§ DOCUMENT SECTION
# Wiring in an inverter, some questions.



## Glandwr (Jun 12, 2006)

Hi I’m thinking of swapping my quasi sine 300 watt inverter with a 600 watt pure sine and would like some guidance/reassurance. It’s secondhand so unfortunately no manual.

It’s a Waeco continuous output 600W, surge 1000W, input current 70Amp.

Current wiring to inverter looks much to flimsy. I was thinking of upgrading to 10mm2 cable overkill or not? Short run one mtr tops. 

Inline fuse would that be 70amp?

Would you recommend an isolator as well? 

There is an earth connector on the metal case. Recommendations as to what I should do with that please.

Thank you Dick


----------



## airstream (Jan 7, 2009)

*Cable size - volt drop*

Hi, 
You cant go to large on your cable size 
I would use 16 mm on a 70amp load up to a max of 3 mtr cable length ie 1.5 mts per cable

If you assume a nom voltage under load of 12.25 volts @70amp the volt drop using 16mm cable will be approx 0.22volts just keeping you above 12v

This is at max output and will knacker a small ie 110 a/h battery in no time but when will you using 600watts?

Batteries will need to be in good order and a/h rating for the expected loading (70 amps is a high load)

In my van I use a 1000 watt pure sine with a 245 a/h Trojan deep cycle battery and only use it on a heavy load ie 600watt hairdryer with the engine running

Deep cycle batteries are designed for low amperage loads of say a max of 10% to 20% of the a/h rating for extended periods between charges

We use starter batteries for short duration high amperage loads ie engine starting, bow thrusters on boats etc

Fuses - inverter should have internal fuse - fuses in cable runs are to protect the cable so anything above the load max and the cable rating will be fine, I always fuse the cable to near the cable rating as the larger value fuse has a lower volt drop

Good Luck Ray


----------



## Glandwr (Jun 12, 2006)

Thanks Ray. Batteries are 3X110 ah. I can see it used a full throttle infrequently. The voltage drop? Can I measure this without load or not? That is check at battery then at terminal or will I have to be drawing a load?

Dick


----------



## Goldwinger (May 10, 2005)

Hi I am thinking of fitting the same size inverter should the fuse size be a 70 amp we are looking to charge an electric bike battery only using the original cable size.


----------



## airstream (Jan 7, 2009)

§ COLLECTED MATERIAL
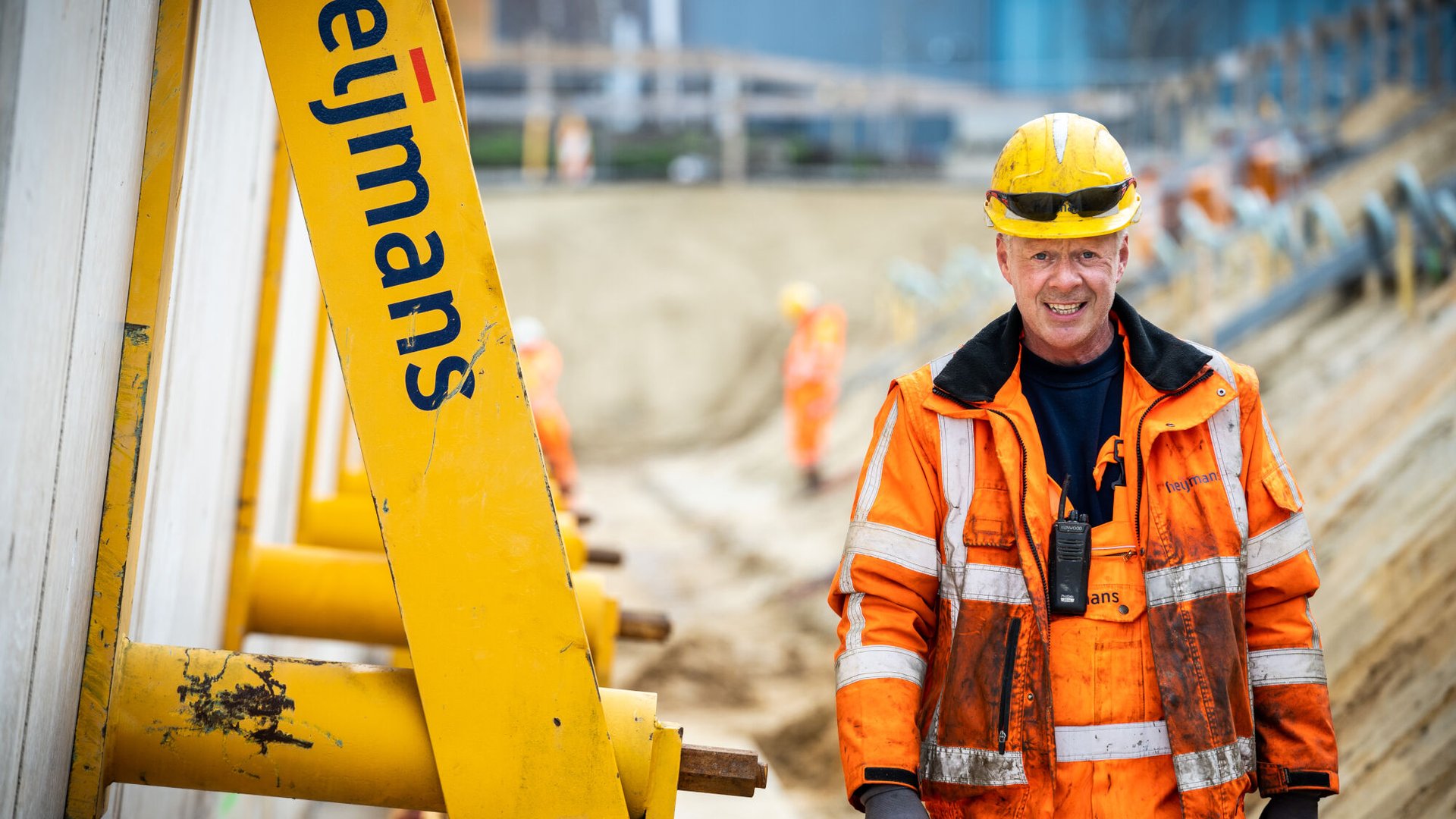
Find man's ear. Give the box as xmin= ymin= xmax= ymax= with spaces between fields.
xmin=996 ymin=233 xmax=1013 ymax=284
xmin=1114 ymin=231 xmax=1133 ymax=283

§ TO-DO LIST
(1) In the inverter wiring thread, what cable size does airstream recommend for a 70 amp load?
(2) Extend the inverter wiring thread, starting right after its final line.

§ TASK-BY-TASK ANSWERS
(1) 16 mm cable, up to a maximum of 3 meters of cable length (1.5 meters per cable).

(2)
*not easy*

Hi, 
Its not easy to "calculate" the actual volt drop as there are many variables that can affect a simple calculation

The only real life solution is to go with the theory ie ohms law and add a bit

Volt drop is the loss resulting from pushing amps through a resistance, so yes, to measure the actual loss (volt drop) you need to measure the voltage at the load terminals

Also as the battery voltage lowers the amps used will increase

Also you need to ensure the cables connecting your three batteries together are at least the same size as your proposed inverter cables and that your batteries are connected so that the load is not taken disproportionately from one battery you need to have them connected so the pos is from battery 1 and the neg from batt 3 this will help ensure that all three batteries share the load and the charging at the same level

Ray


----------



## airstream (Jan 7, 2009)

*MENT TO*

Hi 
In case I did not make it clear 16mm cable is the absolute minimum I would use for your proposed inverter

On my boat I used 95mm cable on my 3000 va inverter!

Ray


----------



## Glandwr (Jun 12, 2006)

Many thanks again Ray. I have realised it was a stupid question about the load no load reading after thought. :roll: 

The Earth connection does puzzle me though. It’s obviously a design after thought, a simple bolt through the metal casing with a securing nut and washers and tightening nut. There is an earth symbol next to it. I suspect that it could be a UK modification. The model number does have an obviously added /UK at the end and a UK plug socket (3pin). 

My guess I’ll find continuity between that and the earth pin socket. Trouble is multimeter is not working at the moment. As I can’t imagine using anything but two wired double insulated things in it I think I’ll ignore it, unless advised agin.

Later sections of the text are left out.